Stepping Out – Steps and Catamaran Design

first step

Catamaran design school commencement

You really ought to get the steps right.  We have personally witnessed three incidents of would-be boaters falling down the stairs of various creampuffs, not underway but at the boat show docks.   Maybe their attention was diverted by the prevailing glitz.

It isn’t that difficult to figure out what should be done.  Staircase design standards are well documented and if you are not sure, you can go out and measure a few.

But designing good step ergonomics often results in a major conflict with a vessel’s rocketship visuals, step lines being generally transverse and not suggestive of speed.

steps and lines

Sometimes the proliferation of lines constitutes a design challenge

The catamaran with its multiple accommodation deck heights is a challenge.  The relationship between riser height and the tread width, in combination with the step overhang needs to fall within a set of parameters that are derived from human anatomy.  The variations in that anatomy are quite significant; the step up ability of a woman of small stature varying significantly from that of her ex-football player husband of 6’4”.  These people however represent the potential boat owners the designer should serve.   The alternative…

fun house mirror

Forcing the owner to fit the boat design

monohull experience

Continuing with the funhouse theme, remember the moving stairs and slanted floors? Does this remind you of your monohull boating experience?

flights and landings

The diagram above illustrates some of the issues pertinent to designing domestic staircases to avoid homeowner tumbling syndrome.   Your household staircase doesn’t tilt and heave and get slippery as you may expect your boat’s to do but there are no published standards for pleasure boats.

humanscale

Humanscale

Obviously some compromises need to be made to avoid having your catamaran yacht resemble a tour boat but where should you draw the line.

Marine companions and stairways often have to be closer to ladders but this application is not without recognized correct design parameters.   We all owe a debt to Neils Diffrient , an ergonomic researcher who systematically researched all aspects of human interaction with the physical surroundings.  His work, (unfortunately currently out of print) has been used for the responsible design of everything we sit on or at, climb on or through, push buttons on, view, etc.  When something isn’t comfortable, convenient, within visual range or easy to reach you may be sure that N.D.’s works are not in the hands of the designer, or perhaps he just doesn’t care to know.

To the left is a lift from part of Neils Diffrient’s Humanscale study of the ways in which we may transit changes in elevation.  The reproduction is unfortunately poor but the little chart in the lower right relates the parameters appropriate for different people and establishes workable averages.  This is thorough work, if you follow it, your catamaran steps will work.

step design

Some more design considerations to think about

bad idea

Probably a dumbass idea all around

Making a stairway ergonomically correct does not preclude a tasteful and romantic vision.

romance on the move

The Antares 44 companion stair leading down from the saloon to the owner’s suite, as the designer envisions it

When you go on board a catamaran, have a look at the deck height transitions and traffic patterns first.  Don’t consider the transom steps in isolation, they are the way on and off the vessel whether it is at the dock or on a mooring.

TASK OBJECTIVE |
Write out the passage on catamaran step design word for word, starting with "Continuing with the" and going on through "for pleasure boats.".

Entries from a point annotation set
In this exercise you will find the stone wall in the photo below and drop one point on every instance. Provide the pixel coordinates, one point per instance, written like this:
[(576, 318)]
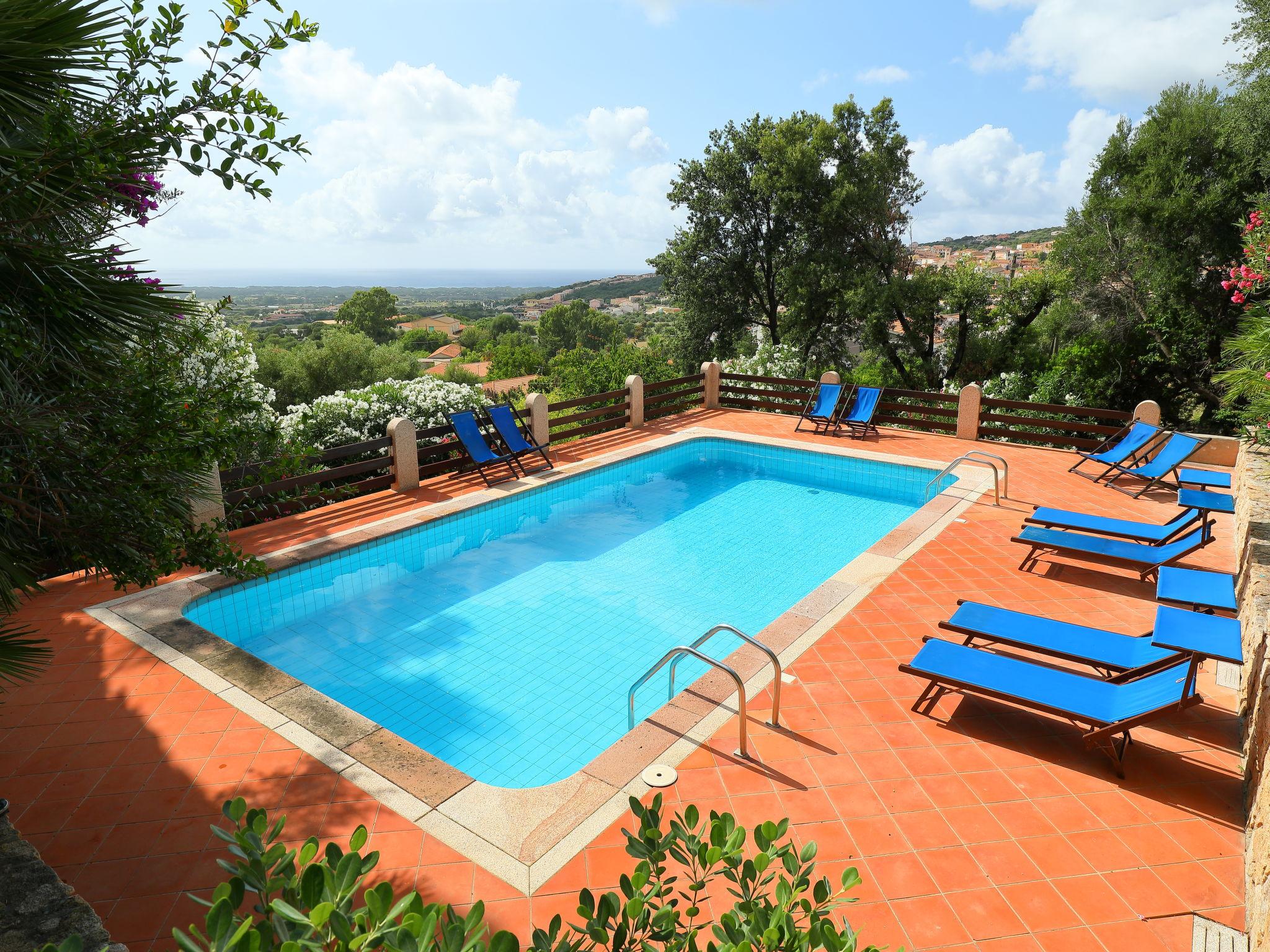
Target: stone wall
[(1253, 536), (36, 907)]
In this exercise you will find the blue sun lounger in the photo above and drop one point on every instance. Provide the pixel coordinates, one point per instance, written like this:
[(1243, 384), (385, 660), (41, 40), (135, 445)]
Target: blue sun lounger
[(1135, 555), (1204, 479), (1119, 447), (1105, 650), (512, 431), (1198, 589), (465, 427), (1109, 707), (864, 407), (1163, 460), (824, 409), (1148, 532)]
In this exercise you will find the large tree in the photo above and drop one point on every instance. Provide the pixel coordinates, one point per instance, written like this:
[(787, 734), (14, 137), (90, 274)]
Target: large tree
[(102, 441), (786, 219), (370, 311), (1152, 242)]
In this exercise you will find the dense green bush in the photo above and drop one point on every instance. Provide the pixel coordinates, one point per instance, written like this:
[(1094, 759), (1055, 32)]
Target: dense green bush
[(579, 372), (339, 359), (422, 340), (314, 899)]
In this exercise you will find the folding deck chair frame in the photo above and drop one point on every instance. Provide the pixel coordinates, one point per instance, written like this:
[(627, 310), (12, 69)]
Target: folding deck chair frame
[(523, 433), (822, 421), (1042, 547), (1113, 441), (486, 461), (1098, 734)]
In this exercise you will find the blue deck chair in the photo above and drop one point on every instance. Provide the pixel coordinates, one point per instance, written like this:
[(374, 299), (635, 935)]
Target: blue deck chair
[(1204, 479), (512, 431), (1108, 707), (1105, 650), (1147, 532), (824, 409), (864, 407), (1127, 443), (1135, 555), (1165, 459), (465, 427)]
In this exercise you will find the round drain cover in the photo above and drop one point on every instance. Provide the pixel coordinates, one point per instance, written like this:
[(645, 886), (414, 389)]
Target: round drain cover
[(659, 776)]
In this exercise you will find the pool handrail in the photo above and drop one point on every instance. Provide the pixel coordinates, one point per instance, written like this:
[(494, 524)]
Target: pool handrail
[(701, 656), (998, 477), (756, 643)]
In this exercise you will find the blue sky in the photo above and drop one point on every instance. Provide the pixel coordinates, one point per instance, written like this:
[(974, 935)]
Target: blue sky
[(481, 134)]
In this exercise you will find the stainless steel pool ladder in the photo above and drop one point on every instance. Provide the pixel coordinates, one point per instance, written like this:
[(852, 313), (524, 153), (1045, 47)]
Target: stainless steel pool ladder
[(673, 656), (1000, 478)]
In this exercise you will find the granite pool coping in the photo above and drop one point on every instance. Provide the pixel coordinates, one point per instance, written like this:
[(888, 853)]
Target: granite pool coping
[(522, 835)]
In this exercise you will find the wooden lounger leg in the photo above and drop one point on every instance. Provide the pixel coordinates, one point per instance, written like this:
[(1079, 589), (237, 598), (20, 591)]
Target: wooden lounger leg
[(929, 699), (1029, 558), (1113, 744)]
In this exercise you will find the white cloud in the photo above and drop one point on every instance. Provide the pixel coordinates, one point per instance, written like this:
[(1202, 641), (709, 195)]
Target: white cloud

WRITTEN ANSWER |
Continuing with the funhouse theme, remember the moving stairs and slanted floors? Does this remind you of your monohull boating experience?

flights and landings

The diagram above illustrates some of the issues pertinent to designing domestic staircases to avoid homeowner tumbling syndrome.   Your household staircase doesn’t tilt and heave and get slippery as you may expect your boat’s to do but there are no published standards for pleasure boats.